• **Exercise description**: Reproduce the lines of the dataset items below with "white canopy awning" swapped for "canopy awning" and everything else unchanged, omitting the pictures.

• **Dataset items**:
***

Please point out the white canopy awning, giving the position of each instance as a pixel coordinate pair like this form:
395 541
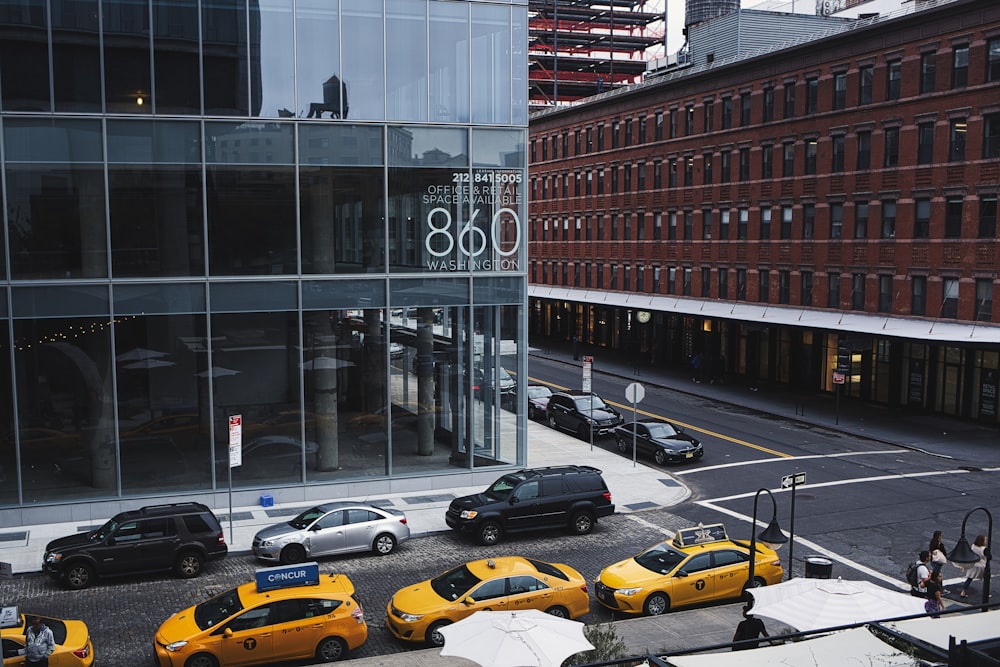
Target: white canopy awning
852 647
974 626
762 314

***

• **Task output**:
Please point out the canopy awning, giving the position of each instance as a pixel coordinate pair like this form:
395 541
Target: canopy awning
852 647
974 626
762 314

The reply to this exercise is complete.